• ABOUT THIS EXERCISE
Take the entries below and reproduce them word for word.

• Saved entries
━━━━

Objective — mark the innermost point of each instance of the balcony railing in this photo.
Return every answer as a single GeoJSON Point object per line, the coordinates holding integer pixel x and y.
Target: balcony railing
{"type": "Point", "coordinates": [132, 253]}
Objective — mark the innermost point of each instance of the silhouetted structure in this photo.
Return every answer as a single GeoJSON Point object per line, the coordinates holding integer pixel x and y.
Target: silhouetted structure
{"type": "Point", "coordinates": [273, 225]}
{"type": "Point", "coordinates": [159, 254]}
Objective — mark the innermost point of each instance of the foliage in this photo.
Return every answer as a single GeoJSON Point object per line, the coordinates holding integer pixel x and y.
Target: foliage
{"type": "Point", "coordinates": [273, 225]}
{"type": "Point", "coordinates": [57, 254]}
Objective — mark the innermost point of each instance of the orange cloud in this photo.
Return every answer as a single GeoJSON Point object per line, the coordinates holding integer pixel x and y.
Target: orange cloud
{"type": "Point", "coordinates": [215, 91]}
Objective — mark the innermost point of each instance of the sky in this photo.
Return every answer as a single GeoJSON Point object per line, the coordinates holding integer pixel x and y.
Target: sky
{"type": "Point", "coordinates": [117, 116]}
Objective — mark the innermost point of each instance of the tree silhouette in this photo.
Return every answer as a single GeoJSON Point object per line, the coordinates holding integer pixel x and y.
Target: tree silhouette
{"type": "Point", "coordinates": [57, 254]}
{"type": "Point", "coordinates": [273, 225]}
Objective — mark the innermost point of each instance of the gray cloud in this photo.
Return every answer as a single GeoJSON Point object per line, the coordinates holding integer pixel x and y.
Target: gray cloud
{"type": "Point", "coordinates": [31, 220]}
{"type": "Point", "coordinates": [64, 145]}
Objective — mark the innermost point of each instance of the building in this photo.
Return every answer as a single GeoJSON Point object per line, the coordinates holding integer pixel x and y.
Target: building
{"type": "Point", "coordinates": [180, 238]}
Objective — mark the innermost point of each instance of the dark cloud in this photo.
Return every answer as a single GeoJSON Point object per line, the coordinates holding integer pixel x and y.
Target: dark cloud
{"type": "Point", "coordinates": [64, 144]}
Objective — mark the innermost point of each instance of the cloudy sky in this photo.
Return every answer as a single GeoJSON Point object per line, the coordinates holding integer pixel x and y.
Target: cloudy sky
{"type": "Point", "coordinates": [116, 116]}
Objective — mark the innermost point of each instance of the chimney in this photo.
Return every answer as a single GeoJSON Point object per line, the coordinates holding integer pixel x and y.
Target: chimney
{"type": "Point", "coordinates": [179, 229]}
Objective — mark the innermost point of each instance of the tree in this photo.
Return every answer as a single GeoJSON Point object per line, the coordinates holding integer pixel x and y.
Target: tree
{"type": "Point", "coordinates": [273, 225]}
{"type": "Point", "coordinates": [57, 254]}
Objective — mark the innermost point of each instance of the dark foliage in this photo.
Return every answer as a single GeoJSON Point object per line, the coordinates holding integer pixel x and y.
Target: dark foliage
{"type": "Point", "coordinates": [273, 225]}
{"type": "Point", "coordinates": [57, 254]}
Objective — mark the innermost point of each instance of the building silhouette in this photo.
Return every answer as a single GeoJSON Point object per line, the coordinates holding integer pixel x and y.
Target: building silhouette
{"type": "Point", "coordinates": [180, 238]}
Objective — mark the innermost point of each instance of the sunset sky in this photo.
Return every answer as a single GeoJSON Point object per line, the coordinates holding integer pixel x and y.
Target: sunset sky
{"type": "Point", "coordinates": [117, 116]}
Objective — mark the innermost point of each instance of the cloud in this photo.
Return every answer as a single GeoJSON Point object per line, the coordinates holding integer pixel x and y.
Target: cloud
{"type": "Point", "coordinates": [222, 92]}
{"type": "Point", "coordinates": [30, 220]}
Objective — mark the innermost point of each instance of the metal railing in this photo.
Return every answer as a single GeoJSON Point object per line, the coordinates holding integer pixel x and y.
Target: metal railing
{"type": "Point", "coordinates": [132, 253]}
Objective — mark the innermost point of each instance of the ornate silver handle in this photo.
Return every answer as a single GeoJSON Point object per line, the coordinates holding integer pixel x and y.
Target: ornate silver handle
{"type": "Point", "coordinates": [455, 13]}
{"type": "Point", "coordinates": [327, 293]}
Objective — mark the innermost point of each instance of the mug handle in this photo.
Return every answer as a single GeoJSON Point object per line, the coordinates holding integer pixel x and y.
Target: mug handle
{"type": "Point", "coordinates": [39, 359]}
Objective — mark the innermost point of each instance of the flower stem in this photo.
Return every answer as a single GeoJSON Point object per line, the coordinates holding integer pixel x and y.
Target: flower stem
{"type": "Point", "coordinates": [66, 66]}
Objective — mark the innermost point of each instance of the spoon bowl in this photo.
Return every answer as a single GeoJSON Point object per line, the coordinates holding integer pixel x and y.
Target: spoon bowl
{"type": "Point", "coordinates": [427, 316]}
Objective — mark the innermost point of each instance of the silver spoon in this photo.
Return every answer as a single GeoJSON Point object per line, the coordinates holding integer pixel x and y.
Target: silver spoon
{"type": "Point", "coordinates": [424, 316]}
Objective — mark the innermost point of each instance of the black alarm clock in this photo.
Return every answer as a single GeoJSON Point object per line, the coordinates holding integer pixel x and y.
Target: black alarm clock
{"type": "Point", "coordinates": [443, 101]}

━━━━

• ANSWER FOR THE TASK
Objective — mark the innermost point of each instance of the balcony railing in this photo.
Return every answer as a single GeoJSON Point object per line, the coordinates holding integer pixel x and y.
Target: balcony railing
{"type": "Point", "coordinates": [132, 253]}
Objective — mark the innermost point of each instance of the silhouetted structure in this photo.
Return every answer as a single GeoJSON Point object per line, the coordinates holding integer pixel x and y.
Target: silhouetted structure
{"type": "Point", "coordinates": [273, 225]}
{"type": "Point", "coordinates": [159, 254]}
Objective — mark the innermost point of each instance of the foliage in this photo.
Return every answer as a single GeoJSON Point object per line, the coordinates holding integer pixel x and y.
Target: foliage
{"type": "Point", "coordinates": [273, 225]}
{"type": "Point", "coordinates": [57, 254]}
Objective — mark the innermost point of each instance of the orange cloud in this photo.
Return every answer as a single GeoJSON Point object per line, the coordinates holding integer pixel x and y.
Target: orange cloud
{"type": "Point", "coordinates": [215, 91]}
Objective — mark the innermost point of each instance of the sky in this photo.
Return every answer as a single GeoJSON Point object per line, the coordinates holding integer pixel x and y.
Target: sky
{"type": "Point", "coordinates": [117, 116]}
Objective — mark the innermost point of each instance of the tree silhouette in this photo.
Return every answer as a single GeoJSON Point object per line, the coordinates holding integer pixel x and y.
Target: tree silhouette
{"type": "Point", "coordinates": [57, 254]}
{"type": "Point", "coordinates": [273, 225]}
Objective — mark the innermost point of each instance of the gray cloud in this photo.
Return every answer as a single GeoJSON Point object per line, the coordinates holding integer pixel x and y.
Target: gray cloud
{"type": "Point", "coordinates": [31, 220]}
{"type": "Point", "coordinates": [64, 145]}
Objective — mark the innermost point of each instance of the building in this photo.
Return every answer as a single GeoJSON Point object per line, the coordinates holding integer pixel x and y.
Target: building
{"type": "Point", "coordinates": [180, 238]}
Objective — mark the innermost point of each instance of the dark cloud in this photo.
Return every answer as a single GeoJSON Point object per line, the coordinates holding integer pixel x and y.
Target: dark cloud
{"type": "Point", "coordinates": [64, 144]}
Objective — mark the innermost point of each instance of the cloudy sky in this photo.
Return every answer as a single GeoJSON Point object per line, the coordinates holding integer pixel x and y.
Target: cloudy sky
{"type": "Point", "coordinates": [116, 116]}
Objective — mark the innermost point of each instance of the chimney in this photo.
Return every answer as a single GeoJSON Point object per line, the coordinates holding integer pixel x and y.
Target: chimney
{"type": "Point", "coordinates": [179, 229]}
Objective — mark the innermost point of each instance of the tree in this photo.
Return every answer as a single GeoJSON Point object per line, the coordinates holding integer pixel x and y.
Target: tree
{"type": "Point", "coordinates": [273, 225]}
{"type": "Point", "coordinates": [57, 254]}
Objective — mark the innermost point of each instance of the dark foliage in this photo.
Return every answer as a single GeoJSON Point object per line, the coordinates holding integer pixel x and y.
Target: dark foliage
{"type": "Point", "coordinates": [273, 225]}
{"type": "Point", "coordinates": [57, 254]}
Objective — mark the innermost point of each instance of the building silhouette in this photo.
Return every answer as a single GeoJSON Point object per line, the coordinates holding integer pixel x and y.
Target: building silhouette
{"type": "Point", "coordinates": [180, 238]}
Objective — mark the innermost point of each instance of the sunset sky in this photo.
Return every answer as a single GeoJSON Point object per line, the coordinates holding integer pixel x and y.
Target: sunset sky
{"type": "Point", "coordinates": [117, 116]}
Objective — mark the innermost point of each instance of the cloud in this photo.
Return every answer as a single GeoJSON Point object per line, the coordinates holding integer pixel x and y.
Target: cloud
{"type": "Point", "coordinates": [222, 92]}
{"type": "Point", "coordinates": [30, 220]}
Objective — mark the innermost point of each instance of the metal railing in this photo.
Return every answer as a single GeoJSON Point object per line, the coordinates holding integer pixel x and y.
Target: metal railing
{"type": "Point", "coordinates": [132, 253]}
Objective — mark the innermost point of each instance of the ornate silver handle in this photo.
Return every answer as a single GeoJSON Point object per line, the coordinates holding integer pixel x and y.
Target: ornate silver handle
{"type": "Point", "coordinates": [455, 13]}
{"type": "Point", "coordinates": [327, 293]}
Objective — mark the innermost point of each instance of the mug handle in this photo.
Return every answer as a single GeoJSON Point object per line, the coordinates holding integer pixel x and y.
Target: mug handle
{"type": "Point", "coordinates": [39, 359]}
Objective — mark the innermost point of each instance of the flower stem in this photo.
Return every answer as a single GeoJSON Point object per line, the coordinates holding integer pixel x and y.
Target: flower stem
{"type": "Point", "coordinates": [66, 66]}
Objective — mark the innermost point of each instance of the spoon bowl in this photo.
Return every answer as a single GeoJSON Point object per line, the coordinates holding integer pixel x and y.
Target: spoon bowl
{"type": "Point", "coordinates": [427, 316]}
Objective — mark the innermost point of each instance of the silver spoon in this photo.
Return every answer as a single GeoJSON Point object per line, the coordinates holding integer pixel x and y.
Target: silver spoon
{"type": "Point", "coordinates": [424, 316]}
Objective — mark the innermost point of each instance of the black alarm clock in this photo.
Return every answer as a single GeoJSON Point object per line, the coordinates holding integer pixel x and y.
Target: black alarm clock
{"type": "Point", "coordinates": [443, 101]}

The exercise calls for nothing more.